| Excerpt provided |
-*-*-
# 7870 to 280x worth it?



## tuunade988 (Feb 20, 2014)

atm ive got a gigaybte 7870 and am thinking about upgrading to a 280x. Im a big gamer, i play games like battlefield 4 quite alot. So my question is, is it worth upgrading from a 7870 to a 280x? Games like thief are coming out and i want to play them on decent graphics at 1080p. My 7870 is also struggling abit on battlefield 4, im playing it on ultra and high settings at 1080p. In alot of maps like siege of shanghai and the new maps like caspian border, I tend to get frame rates as low as in the 30s, but maps such as operation locker, i get frame rates up to 90 - 140. Should i upgrade? i mean $400 is alot of money.


----------



## erocker (Feb 20, 2014)

I find it hard to imagine that they are basically still charging close to $500 bucks for what is essentially a 7970. Now is a horrible time to upgrade. Sure, it will be better with the 280x, but pretty expensive for a 1 1/2 year old card.


----------



## tuunade988 (Feb 20, 2014)

yeah.. im kinda tight on money atm as well, i mean im still able to play most recent games, but yeah like i said, games like battlefield 4 my 7870 is starting to struggle with.


----------



## Scheich (Feb 20, 2014)
-*-*-
| Dataset entries |
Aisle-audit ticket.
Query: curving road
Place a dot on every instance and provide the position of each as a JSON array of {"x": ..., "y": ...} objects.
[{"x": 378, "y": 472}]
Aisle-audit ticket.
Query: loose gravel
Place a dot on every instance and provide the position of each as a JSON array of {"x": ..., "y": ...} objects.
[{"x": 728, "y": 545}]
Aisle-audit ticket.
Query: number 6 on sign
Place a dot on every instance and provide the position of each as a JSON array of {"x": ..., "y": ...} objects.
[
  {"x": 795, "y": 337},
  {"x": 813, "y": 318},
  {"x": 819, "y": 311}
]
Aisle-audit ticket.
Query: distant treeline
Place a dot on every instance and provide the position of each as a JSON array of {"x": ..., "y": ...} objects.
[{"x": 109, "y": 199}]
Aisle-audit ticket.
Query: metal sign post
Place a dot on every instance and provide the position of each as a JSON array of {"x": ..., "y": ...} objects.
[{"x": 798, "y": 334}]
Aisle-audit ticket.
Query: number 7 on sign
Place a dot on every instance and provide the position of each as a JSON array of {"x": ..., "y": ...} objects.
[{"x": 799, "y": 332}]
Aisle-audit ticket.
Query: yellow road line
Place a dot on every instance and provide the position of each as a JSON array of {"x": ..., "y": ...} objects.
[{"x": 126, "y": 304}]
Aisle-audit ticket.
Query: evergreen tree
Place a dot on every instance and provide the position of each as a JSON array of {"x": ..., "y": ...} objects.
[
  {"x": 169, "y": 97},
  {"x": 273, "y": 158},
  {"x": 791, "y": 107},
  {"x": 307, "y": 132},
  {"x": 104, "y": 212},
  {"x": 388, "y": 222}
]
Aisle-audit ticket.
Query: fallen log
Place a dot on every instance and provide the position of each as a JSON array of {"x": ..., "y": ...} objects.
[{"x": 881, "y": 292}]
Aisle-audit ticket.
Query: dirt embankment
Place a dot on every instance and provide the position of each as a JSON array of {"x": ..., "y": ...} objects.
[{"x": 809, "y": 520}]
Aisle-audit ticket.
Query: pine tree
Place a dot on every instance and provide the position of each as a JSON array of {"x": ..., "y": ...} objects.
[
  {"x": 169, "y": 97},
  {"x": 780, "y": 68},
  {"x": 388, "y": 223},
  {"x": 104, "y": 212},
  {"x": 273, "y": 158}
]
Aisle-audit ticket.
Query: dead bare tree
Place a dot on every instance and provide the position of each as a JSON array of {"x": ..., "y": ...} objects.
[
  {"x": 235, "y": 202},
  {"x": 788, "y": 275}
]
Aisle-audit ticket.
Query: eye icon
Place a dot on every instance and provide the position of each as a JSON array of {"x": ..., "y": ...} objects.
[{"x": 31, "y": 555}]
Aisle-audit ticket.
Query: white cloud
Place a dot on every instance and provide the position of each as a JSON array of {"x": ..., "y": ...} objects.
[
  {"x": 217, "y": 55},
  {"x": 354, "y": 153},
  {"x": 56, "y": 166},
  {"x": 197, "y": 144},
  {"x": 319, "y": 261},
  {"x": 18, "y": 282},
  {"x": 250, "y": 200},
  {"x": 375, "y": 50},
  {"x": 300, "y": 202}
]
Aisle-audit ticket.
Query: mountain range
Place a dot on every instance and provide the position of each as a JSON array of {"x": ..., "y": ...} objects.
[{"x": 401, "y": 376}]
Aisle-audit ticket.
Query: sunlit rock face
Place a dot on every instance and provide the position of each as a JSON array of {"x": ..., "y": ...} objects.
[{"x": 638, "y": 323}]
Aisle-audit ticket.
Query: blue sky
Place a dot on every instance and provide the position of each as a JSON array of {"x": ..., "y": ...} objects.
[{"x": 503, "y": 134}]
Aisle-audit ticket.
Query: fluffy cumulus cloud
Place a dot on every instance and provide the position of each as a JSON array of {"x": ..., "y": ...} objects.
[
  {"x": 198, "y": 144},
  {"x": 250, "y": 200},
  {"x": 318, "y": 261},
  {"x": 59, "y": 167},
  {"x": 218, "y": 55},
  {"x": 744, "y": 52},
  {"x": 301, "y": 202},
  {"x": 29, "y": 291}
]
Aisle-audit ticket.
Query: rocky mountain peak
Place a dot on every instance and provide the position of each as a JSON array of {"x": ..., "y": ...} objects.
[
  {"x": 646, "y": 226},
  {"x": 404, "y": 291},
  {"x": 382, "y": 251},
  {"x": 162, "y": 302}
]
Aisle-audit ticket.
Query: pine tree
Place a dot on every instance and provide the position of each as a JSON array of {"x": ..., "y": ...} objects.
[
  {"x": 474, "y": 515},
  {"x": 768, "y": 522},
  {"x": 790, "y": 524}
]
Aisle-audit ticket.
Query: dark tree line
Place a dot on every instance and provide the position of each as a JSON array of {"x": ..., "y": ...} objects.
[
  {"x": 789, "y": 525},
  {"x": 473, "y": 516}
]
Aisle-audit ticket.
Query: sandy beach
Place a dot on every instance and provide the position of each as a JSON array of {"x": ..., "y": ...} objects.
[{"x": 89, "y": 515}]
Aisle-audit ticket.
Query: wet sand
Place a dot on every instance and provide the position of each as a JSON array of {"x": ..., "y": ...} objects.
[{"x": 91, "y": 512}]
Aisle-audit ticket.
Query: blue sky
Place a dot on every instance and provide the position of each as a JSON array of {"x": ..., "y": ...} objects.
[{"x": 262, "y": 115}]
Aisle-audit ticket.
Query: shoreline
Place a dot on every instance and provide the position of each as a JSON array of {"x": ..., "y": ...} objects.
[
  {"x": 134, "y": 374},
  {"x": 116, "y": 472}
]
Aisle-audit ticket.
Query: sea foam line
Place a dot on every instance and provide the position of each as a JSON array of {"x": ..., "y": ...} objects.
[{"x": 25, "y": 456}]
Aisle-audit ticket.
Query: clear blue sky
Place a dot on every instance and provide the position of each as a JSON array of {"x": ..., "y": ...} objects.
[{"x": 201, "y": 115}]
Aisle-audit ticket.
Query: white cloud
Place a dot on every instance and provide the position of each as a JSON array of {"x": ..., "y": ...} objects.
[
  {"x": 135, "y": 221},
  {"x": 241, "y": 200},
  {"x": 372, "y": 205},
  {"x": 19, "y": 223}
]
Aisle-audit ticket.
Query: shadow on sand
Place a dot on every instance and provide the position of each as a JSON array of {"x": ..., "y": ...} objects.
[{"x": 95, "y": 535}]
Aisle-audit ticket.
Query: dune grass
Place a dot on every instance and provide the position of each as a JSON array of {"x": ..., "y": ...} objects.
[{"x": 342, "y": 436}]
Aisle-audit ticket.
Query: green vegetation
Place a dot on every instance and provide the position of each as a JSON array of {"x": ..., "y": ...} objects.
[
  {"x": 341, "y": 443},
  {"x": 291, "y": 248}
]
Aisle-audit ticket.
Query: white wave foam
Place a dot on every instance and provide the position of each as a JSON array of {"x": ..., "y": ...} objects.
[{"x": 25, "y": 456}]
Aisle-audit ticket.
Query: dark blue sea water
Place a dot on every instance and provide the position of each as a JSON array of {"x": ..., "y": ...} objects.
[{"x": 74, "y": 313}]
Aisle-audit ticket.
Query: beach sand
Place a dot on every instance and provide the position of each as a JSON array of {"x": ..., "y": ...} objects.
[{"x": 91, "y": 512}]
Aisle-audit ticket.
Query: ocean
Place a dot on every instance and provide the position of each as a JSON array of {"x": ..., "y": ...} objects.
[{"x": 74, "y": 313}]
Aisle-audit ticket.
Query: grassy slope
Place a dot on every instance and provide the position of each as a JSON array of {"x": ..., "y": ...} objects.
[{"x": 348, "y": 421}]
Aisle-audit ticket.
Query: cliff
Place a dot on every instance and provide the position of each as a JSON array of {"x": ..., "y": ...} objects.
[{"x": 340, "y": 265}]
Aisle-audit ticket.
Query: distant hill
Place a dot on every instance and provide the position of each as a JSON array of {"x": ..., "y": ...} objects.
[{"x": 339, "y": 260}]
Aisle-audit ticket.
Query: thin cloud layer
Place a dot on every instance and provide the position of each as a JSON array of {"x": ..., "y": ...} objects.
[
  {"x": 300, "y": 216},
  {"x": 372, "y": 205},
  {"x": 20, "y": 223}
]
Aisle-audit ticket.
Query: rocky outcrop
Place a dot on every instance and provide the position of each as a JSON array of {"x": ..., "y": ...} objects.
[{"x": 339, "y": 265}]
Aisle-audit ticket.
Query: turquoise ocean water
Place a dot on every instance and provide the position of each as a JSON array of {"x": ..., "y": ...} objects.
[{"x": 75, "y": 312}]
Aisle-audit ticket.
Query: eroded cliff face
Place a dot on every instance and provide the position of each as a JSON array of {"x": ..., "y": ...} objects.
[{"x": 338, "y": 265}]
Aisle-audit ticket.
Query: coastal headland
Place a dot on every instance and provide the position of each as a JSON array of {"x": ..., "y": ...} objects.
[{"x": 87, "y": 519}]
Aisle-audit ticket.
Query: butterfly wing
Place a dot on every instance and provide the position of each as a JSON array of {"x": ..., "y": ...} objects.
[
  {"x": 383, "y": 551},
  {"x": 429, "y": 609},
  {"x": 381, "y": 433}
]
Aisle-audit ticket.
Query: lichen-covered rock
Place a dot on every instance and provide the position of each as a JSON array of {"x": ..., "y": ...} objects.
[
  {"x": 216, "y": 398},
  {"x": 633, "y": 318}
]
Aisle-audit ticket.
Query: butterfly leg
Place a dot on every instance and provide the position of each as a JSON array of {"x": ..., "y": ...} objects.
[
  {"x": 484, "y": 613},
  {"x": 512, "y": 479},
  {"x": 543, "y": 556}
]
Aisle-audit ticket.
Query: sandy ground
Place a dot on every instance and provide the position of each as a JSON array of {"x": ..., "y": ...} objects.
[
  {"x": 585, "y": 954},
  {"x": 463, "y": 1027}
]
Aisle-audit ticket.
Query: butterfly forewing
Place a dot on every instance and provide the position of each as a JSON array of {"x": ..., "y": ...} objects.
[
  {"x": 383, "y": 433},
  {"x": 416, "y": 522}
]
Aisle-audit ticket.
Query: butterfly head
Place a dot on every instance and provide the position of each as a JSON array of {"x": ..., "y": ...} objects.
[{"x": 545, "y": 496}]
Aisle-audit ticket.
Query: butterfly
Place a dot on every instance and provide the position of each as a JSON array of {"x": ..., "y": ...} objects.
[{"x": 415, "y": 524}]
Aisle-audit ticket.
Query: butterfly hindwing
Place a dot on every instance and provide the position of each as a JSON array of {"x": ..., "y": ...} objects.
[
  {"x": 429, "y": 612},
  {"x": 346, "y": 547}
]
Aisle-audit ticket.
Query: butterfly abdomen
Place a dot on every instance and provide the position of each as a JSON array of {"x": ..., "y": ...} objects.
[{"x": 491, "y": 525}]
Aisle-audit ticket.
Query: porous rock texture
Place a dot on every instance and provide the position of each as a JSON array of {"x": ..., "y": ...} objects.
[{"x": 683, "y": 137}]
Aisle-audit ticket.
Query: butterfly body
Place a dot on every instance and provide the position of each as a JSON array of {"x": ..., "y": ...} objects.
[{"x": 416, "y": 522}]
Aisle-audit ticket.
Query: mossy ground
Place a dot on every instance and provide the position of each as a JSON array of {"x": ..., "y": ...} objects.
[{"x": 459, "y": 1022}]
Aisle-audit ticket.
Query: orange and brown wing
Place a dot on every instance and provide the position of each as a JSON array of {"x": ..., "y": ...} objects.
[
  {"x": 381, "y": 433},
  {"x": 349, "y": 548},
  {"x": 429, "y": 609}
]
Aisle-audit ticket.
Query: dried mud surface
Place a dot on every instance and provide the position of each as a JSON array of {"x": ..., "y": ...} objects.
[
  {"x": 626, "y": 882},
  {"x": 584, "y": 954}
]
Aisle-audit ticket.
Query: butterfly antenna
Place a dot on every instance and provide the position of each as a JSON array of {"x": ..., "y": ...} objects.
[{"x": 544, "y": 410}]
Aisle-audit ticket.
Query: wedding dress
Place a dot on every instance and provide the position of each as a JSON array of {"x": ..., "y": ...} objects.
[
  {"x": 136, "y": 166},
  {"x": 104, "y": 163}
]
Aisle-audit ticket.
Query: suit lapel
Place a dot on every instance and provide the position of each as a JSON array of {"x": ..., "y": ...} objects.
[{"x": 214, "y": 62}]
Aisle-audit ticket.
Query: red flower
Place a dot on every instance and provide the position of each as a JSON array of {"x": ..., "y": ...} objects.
-*-*-
| Work instructions |
1 > Could you output the section of the graphics card upgrade thread that begins at the words "atm ive got" and stops after "year old card.", copied word for word?
2 > Can you write the next part of the graphics card upgrade thread, picking up right after its final line?
The records are drawn from a separate source.

| Per-task outputs |
1 >
atm ive got a gigaybte 7870 and am thinking about upgrading to a 280x. Im a big gamer, i play games like battlefield 4 quite alot. So my question is, is it worth upgrading from a 7870 to a 280x? Games like thief are coming out and i want to play them on decent graphics at 1080p. My 7870 is also struggling abit on battlefield 4, im playing it on ultra and high settings at 1080p. In alot of maps like siege of shanghai and the new maps like caspian border, I tend to get frame rates as low as in the 30s, but maps such as operation locker, i get frame rates up to 90 - 140. Should i upgrade? i mean $400 is alot of money.


----------



## erocker (Feb 20, 2014)

I find it hard to imagine that they are basically still charging close to $500 bucks for what is essentially a 7970. Now is a horrible time to upgrade. Sure, it will be better with the 280x, but pretty expensive for a 1 1/2 year old card.

2 >
60% more is nice, but 2560 is 100% more pixel than 1650 and the next gfx batch comes in october which might close the gap


----------



## Tatty_One (Feb 20, 2014)

Do yu have a crossfire motherboard and a decent PSU?  maybe a more effective way would be to buy another (possibly 2nd hand) 7870 to give you that performance boost you seek.


----------



## R-T-B (Feb 20, 2014)

You also may want to take a look at the sale forum here...


----------



## fullinfusion (Feb 20, 2014)

erocker said:


> I find it hard to imagine that they are basically still charging close to $500 bucks for what is essentially a 7970. Now is a horrible time to upgrade. Sure, it will be better with the 280x, but pretty expensive for a 1 1/2 year old card.


Well im paying $599 plus tax per 290 card. and the 280x isn't a 1.5 yr old card.

Sure its re-brand but it's also an upgraded re-brand as they say. Better everything...It's gotta be a tad faster then a 7970 and Hell Id grab one if I didn't sell my last 7970


----------



## Jetster (Feb 20, 2014)

You can buy a GTX 780 for $500 much better deal. AMD has too high of a demand right now


----------



## GreiverBlade (Feb 20, 2014)

tuunade988 said:


> yeah.. im kinda tight on money atm as well, i mean im still able to play most recent games, but yeah like i said, games like battlefield 4 my 7870 is starting to struggle with.


eh? my R9 270 (which is basically a 7870ghz rebrand with some tweak) handle BF4 without any problem... 

but as many said : price are going up  due to cryptocurrency, again not in switzerland ... strange maybe swiss people go more for Asics block erupter than AMD gpu...


----------



## fullinfusion (Feb 20, 2014)

Jetster said:


> You can buy a GTX 780 for $500 much better deal. AMD has too high of a demand right now


Now why would I buy a green card? Tell me please.

A 780 overclocked to the balls beats a STOCK 290-290X clocked card.

Clock up the radeon gpu and say bye bye 780 lol.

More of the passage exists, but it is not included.